Some records
__________

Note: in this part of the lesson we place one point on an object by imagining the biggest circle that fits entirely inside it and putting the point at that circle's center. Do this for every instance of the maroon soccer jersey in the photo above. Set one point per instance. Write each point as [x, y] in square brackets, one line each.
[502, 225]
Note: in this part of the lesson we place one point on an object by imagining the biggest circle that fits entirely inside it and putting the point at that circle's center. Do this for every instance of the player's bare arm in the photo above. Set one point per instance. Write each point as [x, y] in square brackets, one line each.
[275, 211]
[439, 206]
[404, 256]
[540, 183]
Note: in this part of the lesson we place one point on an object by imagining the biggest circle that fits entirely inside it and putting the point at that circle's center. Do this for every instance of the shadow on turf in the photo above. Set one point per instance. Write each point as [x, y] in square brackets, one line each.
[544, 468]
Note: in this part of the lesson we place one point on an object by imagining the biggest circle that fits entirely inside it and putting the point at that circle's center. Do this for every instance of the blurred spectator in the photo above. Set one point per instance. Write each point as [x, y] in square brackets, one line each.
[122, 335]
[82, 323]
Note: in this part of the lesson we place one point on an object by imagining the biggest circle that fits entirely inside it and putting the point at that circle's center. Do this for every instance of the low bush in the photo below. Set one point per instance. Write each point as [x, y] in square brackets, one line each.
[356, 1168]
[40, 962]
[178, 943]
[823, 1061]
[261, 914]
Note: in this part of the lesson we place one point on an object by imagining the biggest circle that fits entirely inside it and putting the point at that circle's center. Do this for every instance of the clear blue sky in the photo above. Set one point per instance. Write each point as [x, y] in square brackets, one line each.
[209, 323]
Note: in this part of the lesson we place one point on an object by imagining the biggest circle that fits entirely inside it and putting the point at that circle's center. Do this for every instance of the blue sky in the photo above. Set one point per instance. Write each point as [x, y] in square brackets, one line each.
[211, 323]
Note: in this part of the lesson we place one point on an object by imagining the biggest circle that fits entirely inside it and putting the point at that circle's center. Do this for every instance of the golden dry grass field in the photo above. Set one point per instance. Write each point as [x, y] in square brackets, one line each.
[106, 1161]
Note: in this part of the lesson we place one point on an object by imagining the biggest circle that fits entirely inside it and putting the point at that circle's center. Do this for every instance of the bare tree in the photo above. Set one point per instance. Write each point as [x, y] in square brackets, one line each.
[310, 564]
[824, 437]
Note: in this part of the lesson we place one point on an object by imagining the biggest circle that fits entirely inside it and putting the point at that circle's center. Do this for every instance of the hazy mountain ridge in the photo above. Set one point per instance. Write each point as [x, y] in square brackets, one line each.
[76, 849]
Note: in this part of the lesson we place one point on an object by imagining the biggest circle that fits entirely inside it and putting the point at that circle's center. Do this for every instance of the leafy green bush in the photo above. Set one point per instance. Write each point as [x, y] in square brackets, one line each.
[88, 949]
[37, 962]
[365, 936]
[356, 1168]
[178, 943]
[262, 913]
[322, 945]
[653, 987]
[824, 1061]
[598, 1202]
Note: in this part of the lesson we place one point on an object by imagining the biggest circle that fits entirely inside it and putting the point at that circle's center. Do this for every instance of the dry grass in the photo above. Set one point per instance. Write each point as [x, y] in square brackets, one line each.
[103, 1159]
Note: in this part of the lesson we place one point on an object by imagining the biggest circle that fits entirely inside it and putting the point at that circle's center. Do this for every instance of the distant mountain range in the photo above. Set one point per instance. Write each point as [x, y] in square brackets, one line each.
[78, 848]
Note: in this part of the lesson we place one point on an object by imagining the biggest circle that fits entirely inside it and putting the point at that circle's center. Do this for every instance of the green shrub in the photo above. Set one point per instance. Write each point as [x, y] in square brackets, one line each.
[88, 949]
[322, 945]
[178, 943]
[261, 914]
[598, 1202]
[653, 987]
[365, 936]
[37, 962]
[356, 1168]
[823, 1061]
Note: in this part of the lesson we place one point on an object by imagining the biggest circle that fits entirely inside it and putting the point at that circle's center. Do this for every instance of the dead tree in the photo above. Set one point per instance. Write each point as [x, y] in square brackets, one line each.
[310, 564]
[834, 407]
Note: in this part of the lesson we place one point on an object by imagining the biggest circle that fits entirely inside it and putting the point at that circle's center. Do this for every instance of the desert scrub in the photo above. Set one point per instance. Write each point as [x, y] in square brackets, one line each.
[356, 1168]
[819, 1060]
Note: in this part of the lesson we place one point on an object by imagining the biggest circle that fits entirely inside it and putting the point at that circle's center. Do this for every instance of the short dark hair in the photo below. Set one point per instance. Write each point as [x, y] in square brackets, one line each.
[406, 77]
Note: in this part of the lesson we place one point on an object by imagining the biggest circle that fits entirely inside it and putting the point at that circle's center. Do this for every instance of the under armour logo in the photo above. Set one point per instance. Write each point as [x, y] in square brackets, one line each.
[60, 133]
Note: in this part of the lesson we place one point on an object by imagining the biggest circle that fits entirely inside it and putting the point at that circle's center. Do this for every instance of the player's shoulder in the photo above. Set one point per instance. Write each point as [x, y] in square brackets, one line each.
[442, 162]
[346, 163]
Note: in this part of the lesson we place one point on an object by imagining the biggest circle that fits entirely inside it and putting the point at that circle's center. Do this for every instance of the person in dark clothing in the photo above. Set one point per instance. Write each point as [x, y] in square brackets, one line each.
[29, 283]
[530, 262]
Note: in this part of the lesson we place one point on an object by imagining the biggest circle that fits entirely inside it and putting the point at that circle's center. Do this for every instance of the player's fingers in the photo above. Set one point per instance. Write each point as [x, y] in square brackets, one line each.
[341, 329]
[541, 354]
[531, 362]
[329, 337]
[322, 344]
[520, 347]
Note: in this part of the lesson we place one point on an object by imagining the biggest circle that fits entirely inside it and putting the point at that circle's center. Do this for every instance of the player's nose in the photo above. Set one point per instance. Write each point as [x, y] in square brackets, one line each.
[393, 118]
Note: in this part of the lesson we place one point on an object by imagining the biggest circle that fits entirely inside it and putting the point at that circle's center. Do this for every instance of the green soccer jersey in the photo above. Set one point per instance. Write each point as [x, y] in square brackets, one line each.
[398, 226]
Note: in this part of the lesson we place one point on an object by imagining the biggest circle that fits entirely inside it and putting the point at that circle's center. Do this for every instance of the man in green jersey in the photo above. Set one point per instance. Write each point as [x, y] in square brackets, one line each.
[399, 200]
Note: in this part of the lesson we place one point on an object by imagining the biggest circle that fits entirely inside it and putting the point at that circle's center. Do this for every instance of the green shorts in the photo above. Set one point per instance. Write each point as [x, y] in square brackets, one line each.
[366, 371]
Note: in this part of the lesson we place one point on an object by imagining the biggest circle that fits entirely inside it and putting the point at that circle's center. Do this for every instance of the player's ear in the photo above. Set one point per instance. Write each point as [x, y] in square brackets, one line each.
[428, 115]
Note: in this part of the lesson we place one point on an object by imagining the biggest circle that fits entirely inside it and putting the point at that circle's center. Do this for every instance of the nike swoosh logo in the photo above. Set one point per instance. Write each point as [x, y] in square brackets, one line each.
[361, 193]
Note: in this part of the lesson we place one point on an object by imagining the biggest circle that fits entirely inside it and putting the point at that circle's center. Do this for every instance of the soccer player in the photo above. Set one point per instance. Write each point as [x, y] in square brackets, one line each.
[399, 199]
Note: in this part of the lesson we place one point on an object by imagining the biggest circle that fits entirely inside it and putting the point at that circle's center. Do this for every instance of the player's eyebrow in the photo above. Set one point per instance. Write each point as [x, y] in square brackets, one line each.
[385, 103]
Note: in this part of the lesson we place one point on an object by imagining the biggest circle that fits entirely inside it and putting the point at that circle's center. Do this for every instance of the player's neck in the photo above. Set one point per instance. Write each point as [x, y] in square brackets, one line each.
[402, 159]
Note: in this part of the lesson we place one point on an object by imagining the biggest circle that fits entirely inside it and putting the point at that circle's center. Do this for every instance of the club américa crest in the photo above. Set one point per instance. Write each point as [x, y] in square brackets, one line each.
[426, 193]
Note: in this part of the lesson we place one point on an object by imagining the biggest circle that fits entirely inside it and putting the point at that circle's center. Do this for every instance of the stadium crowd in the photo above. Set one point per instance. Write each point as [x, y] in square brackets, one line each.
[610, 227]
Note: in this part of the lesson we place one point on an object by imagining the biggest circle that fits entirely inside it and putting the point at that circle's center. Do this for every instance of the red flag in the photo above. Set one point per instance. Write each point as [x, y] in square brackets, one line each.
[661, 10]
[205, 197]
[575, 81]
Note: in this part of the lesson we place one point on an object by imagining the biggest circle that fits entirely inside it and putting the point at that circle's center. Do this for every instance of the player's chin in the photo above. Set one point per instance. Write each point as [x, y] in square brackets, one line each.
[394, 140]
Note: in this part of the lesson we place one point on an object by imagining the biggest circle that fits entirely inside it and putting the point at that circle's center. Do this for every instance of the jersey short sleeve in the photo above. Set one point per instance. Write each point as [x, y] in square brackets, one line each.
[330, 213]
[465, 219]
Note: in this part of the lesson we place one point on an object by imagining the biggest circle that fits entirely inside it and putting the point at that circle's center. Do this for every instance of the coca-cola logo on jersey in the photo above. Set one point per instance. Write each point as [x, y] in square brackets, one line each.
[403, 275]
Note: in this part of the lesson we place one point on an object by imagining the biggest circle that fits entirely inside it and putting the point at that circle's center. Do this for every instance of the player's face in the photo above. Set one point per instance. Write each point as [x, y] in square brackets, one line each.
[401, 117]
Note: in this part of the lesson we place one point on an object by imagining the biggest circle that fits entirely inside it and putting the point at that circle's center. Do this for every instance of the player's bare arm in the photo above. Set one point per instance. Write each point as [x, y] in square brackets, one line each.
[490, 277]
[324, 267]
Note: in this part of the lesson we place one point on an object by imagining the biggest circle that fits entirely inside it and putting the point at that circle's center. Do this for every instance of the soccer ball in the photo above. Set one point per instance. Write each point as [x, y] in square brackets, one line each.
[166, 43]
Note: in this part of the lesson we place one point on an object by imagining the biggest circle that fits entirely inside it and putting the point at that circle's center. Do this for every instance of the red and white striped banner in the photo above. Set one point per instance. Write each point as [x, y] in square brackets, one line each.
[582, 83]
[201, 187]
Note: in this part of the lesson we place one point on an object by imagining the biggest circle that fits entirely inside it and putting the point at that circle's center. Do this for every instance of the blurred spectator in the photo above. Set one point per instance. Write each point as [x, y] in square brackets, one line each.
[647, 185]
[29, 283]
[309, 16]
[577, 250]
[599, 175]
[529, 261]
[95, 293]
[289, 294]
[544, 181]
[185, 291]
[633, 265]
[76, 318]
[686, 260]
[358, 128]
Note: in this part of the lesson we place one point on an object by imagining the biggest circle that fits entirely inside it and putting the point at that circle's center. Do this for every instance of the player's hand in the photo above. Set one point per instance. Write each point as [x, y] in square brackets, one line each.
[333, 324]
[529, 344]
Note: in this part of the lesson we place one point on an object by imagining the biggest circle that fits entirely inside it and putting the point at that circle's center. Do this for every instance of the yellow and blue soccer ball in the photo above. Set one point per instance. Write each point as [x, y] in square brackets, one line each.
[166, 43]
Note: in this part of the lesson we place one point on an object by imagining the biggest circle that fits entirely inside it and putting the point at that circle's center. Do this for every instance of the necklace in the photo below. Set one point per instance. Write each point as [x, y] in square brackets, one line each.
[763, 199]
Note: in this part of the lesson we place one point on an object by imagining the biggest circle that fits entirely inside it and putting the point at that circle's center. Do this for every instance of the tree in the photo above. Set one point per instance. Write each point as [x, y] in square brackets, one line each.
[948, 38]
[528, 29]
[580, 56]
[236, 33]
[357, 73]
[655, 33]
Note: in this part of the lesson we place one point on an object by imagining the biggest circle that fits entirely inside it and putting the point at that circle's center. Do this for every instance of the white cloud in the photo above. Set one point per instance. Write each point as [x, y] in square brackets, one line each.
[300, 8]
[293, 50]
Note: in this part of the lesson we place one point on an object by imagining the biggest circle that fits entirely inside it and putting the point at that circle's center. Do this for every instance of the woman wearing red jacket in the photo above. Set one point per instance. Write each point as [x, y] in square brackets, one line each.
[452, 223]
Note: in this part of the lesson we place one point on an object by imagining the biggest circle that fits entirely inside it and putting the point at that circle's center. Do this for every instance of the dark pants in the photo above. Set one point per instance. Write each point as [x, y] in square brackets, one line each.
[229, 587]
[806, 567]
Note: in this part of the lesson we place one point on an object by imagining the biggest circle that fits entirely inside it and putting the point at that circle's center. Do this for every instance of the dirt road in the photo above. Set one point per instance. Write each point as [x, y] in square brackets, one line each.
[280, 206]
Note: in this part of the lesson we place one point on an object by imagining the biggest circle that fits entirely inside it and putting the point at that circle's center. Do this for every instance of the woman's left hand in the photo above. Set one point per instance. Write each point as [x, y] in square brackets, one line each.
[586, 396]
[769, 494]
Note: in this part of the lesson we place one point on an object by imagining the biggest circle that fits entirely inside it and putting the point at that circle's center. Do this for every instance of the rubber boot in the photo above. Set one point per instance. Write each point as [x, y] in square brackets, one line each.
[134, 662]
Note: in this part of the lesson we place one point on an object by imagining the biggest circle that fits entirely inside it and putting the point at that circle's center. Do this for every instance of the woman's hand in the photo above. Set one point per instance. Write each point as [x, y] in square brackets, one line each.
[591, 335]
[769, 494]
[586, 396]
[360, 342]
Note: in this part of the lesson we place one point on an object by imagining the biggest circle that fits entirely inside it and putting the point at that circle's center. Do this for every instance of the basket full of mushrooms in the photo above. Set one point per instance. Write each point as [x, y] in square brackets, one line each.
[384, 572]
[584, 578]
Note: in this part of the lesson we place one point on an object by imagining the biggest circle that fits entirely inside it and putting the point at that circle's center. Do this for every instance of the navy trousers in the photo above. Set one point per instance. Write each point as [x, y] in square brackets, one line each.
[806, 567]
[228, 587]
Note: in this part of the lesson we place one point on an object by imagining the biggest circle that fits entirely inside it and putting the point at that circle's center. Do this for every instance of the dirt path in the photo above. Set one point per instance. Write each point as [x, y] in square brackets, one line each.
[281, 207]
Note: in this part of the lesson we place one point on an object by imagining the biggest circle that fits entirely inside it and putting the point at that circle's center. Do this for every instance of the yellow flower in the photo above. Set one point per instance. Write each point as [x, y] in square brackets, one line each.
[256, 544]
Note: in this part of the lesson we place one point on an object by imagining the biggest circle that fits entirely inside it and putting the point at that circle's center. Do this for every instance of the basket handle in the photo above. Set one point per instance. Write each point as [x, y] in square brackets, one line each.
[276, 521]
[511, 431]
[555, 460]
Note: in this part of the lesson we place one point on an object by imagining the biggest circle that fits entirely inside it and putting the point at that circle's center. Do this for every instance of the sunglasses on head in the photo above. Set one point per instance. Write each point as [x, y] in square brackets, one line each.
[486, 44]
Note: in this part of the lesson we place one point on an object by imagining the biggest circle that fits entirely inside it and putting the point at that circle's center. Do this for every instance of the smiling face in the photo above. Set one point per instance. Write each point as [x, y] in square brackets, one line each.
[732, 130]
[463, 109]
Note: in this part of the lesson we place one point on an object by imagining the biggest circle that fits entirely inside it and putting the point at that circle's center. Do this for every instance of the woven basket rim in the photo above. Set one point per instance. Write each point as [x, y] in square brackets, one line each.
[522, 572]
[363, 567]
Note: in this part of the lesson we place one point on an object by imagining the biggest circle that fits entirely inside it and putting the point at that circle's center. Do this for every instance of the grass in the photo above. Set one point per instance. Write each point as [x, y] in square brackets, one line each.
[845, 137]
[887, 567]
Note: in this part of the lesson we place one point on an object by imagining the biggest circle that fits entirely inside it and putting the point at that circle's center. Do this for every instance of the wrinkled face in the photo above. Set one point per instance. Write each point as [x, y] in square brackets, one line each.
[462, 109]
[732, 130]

__________

-- EXERCISE PROMPT --
Produce an exact repeat of the lines from the one containing "of the grass" through the last line of the data, and nothing more.

-- ANSWER --
Note: in this part of the lesson we place one point on an object by imagining the biggest circle that fits entirely inside it and putting the point at that circle's center. Do this for every instance of the grass in the photo above. Set one point per instance. Write each point as [x, y] in square brackets, one line each.
[845, 137]
[887, 567]
Note: in this part of the lesson we place one point on an object by imagining the biggest circle that fits entirely inside it and putting the point at that circle's center. Do this for every instance of the wrinkled face in the photo above. Set one point per instance. Write each point as [x, y] in square brackets, one line each.
[462, 109]
[732, 130]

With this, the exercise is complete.